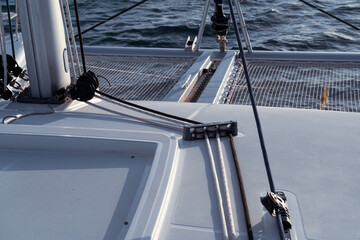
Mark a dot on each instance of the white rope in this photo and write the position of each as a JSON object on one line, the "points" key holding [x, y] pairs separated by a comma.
{"points": [[180, 123], [225, 188], [73, 77], [3, 49], [71, 29], [217, 189]]}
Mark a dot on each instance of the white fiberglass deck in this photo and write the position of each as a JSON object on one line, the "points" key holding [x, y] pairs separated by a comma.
{"points": [[70, 174], [67, 187], [323, 81]]}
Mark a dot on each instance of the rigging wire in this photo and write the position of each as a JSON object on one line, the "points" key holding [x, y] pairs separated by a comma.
{"points": [[257, 118], [112, 17], [329, 14], [10, 28], [147, 109], [80, 36]]}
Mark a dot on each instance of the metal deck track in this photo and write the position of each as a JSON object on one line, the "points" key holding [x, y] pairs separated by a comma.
{"points": [[308, 85], [138, 78]]}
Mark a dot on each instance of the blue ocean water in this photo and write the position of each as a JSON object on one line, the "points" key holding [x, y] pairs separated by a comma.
{"points": [[272, 24]]}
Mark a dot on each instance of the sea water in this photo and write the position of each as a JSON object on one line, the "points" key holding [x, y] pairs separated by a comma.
{"points": [[272, 24]]}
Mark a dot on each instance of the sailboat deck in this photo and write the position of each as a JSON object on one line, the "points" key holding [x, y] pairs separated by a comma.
{"points": [[300, 84], [323, 81]]}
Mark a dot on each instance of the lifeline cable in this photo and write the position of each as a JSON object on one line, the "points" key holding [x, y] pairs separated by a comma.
{"points": [[80, 36], [329, 14], [257, 118], [112, 17], [10, 28]]}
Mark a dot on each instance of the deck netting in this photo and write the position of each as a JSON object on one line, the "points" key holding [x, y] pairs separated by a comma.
{"points": [[138, 78], [308, 85]]}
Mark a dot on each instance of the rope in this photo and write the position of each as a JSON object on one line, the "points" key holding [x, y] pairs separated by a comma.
{"points": [[149, 110], [10, 27], [257, 118], [73, 77], [329, 14], [225, 187], [217, 188], [112, 17], [3, 51], [71, 29]]}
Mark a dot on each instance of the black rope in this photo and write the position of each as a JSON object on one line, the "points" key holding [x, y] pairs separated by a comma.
{"points": [[329, 14], [147, 109], [257, 118], [80, 36], [233, 149], [10, 26], [112, 17]]}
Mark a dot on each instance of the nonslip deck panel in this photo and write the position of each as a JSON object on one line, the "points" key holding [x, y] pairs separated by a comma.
{"points": [[331, 86]]}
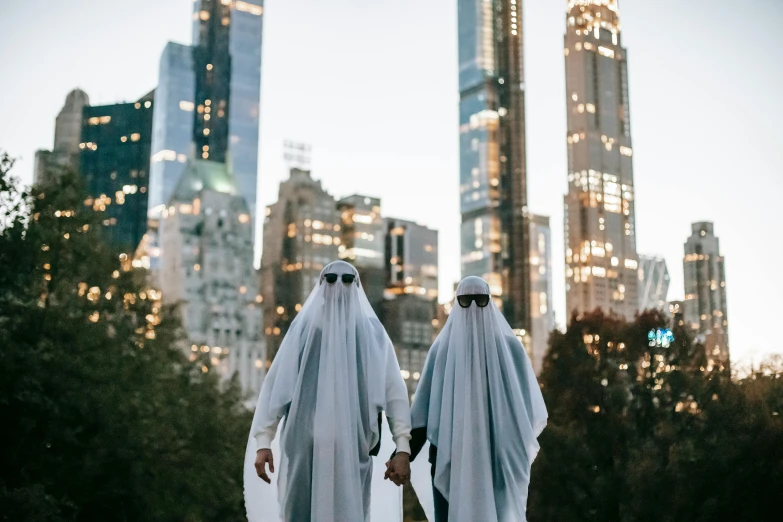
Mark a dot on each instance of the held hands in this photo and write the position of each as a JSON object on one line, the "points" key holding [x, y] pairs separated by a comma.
{"points": [[264, 456], [398, 469]]}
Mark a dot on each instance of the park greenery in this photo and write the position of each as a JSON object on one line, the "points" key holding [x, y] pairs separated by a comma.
{"points": [[104, 418]]}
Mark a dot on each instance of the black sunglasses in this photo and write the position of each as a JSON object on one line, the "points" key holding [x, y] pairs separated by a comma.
{"points": [[332, 278], [464, 301]]}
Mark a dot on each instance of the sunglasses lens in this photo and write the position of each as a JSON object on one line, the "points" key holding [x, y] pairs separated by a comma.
{"points": [[464, 300]]}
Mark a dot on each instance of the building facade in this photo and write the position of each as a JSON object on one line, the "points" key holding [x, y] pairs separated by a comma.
{"points": [[653, 283], [600, 232], [541, 310], [115, 161], [67, 136], [363, 234], [209, 98], [302, 234], [206, 268], [411, 259], [705, 293], [493, 186], [409, 309]]}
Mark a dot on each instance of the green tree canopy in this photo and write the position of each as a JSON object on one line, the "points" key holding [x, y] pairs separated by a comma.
{"points": [[103, 416], [643, 433]]}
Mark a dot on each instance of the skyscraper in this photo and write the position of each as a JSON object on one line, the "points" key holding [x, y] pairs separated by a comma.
{"points": [[206, 269], [363, 233], [67, 136], [115, 163], [541, 310], [601, 259], [705, 292], [209, 96], [411, 297], [653, 283], [493, 187], [411, 259], [301, 236]]}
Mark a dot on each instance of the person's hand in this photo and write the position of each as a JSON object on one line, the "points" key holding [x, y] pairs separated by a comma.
{"points": [[264, 456], [398, 469]]}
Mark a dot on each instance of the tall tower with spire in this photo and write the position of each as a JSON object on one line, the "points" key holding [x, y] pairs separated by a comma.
{"points": [[600, 231], [493, 186]]}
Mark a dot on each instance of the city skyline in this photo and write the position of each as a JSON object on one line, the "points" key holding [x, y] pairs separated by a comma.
{"points": [[600, 229], [723, 102], [492, 161]]}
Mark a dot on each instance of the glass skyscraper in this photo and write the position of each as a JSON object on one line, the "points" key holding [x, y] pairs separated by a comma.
{"points": [[541, 310], [114, 160], [653, 283], [493, 191], [601, 260], [209, 97]]}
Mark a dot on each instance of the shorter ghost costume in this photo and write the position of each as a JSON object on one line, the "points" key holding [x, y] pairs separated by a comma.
{"points": [[480, 407], [333, 376]]}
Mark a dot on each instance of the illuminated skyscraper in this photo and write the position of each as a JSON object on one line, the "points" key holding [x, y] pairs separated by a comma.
{"points": [[115, 164], [601, 259], [705, 292], [301, 236], [653, 283], [493, 187], [207, 271], [363, 233], [541, 311], [208, 99], [67, 136]]}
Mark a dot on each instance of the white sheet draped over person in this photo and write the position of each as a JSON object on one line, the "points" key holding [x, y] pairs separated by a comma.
{"points": [[333, 376], [481, 409]]}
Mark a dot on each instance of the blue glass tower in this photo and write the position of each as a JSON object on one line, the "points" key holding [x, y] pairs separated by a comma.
{"points": [[493, 191], [209, 98]]}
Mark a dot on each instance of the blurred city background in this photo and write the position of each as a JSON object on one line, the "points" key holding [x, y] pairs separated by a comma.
{"points": [[186, 169]]}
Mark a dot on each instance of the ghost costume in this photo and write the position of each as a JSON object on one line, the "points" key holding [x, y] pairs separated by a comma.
{"points": [[481, 410], [334, 375]]}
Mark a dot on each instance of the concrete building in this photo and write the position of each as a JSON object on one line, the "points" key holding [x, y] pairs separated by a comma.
{"points": [[705, 293], [541, 310], [302, 233], [600, 231], [67, 136], [409, 310], [207, 108], [493, 185], [206, 267], [363, 234]]}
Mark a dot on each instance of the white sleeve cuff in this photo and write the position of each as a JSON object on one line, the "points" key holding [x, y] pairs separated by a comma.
{"points": [[263, 441], [403, 444]]}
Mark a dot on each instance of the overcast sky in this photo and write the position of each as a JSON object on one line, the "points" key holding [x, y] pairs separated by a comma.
{"points": [[372, 86]]}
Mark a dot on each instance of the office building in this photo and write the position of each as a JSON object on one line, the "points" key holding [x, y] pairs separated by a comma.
{"points": [[206, 268], [493, 186], [600, 232]]}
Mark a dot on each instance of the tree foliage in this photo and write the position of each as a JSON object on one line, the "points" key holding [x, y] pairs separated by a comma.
{"points": [[103, 416], [643, 433]]}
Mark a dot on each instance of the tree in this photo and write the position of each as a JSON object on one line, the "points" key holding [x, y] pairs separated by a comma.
{"points": [[639, 431], [104, 417]]}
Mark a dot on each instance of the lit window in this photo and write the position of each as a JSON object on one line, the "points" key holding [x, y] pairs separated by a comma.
{"points": [[246, 7], [604, 51], [164, 155]]}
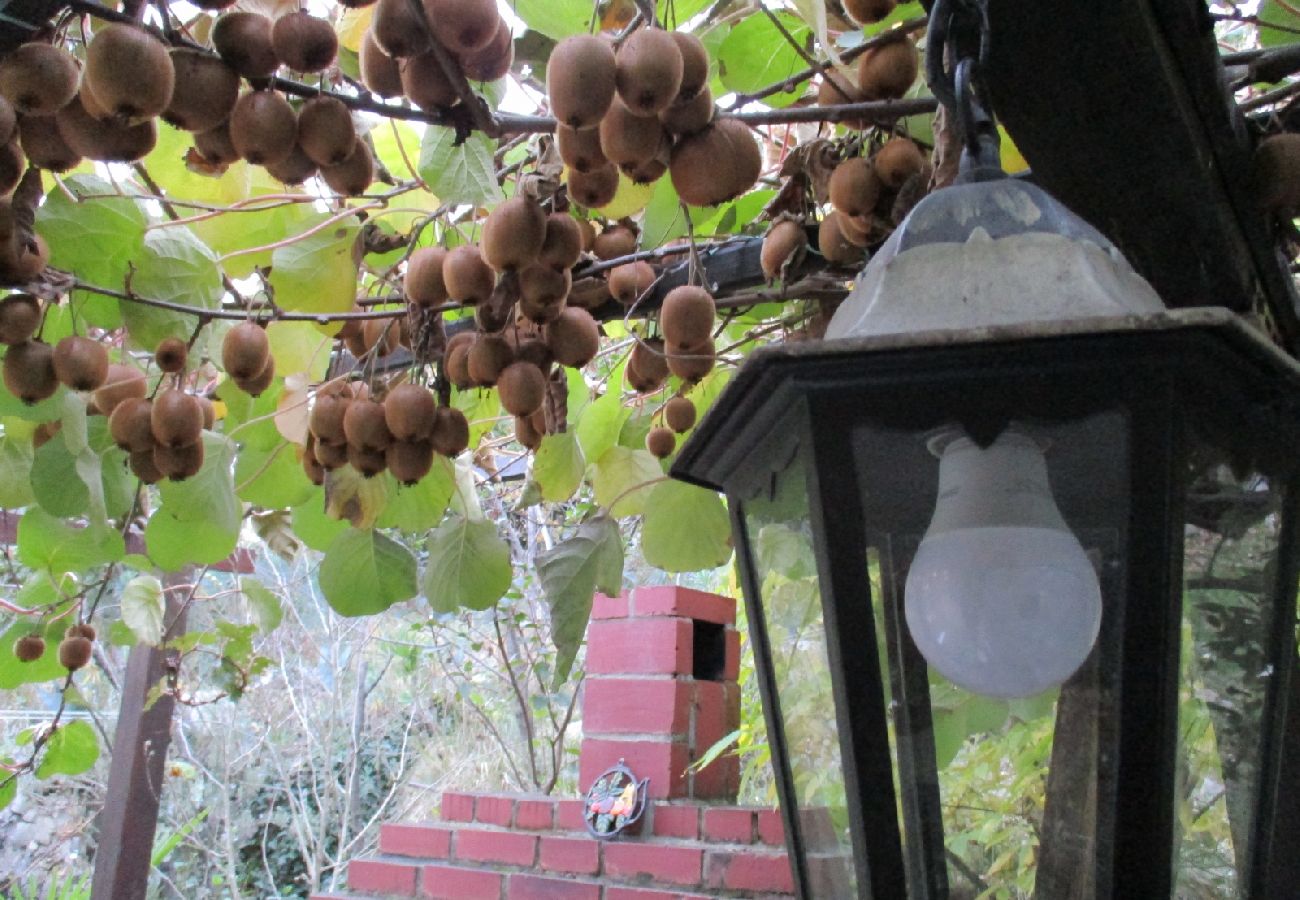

§

▶ Your objective:
Exact copies of the lines from the one containing "Mark a dot on each instance of the office" through the final line of the data are required; pictures are to be omitted.

▶ Answer for the task:
Mark a dot on each instance of the office building in this photo and write the position of each as a JSON object on one line, the "points" key holding [x, y] pairs separated by a comma.
{"points": [[206, 268], [493, 186], [600, 232]]}
Mark a dot on each instance of the tree foliage in this photo and write the position of each as a JSON object on one line, the "points" key holding [x, y] pairs separated by a comma.
{"points": [[103, 416], [643, 433]]}
Mark a dot on each instance of the tree in this photo and write the position of each as a JSON object on one line, the "points" key holding [x, y] pairs separated by a comma.
{"points": [[639, 431], [104, 417]]}
Mark a dot on each instance of the lit window in this photo and write the position of each as a JSON object on one line, the "points" key holding [x, y] pairs separated by a comma.
{"points": [[246, 7], [604, 51], [164, 155]]}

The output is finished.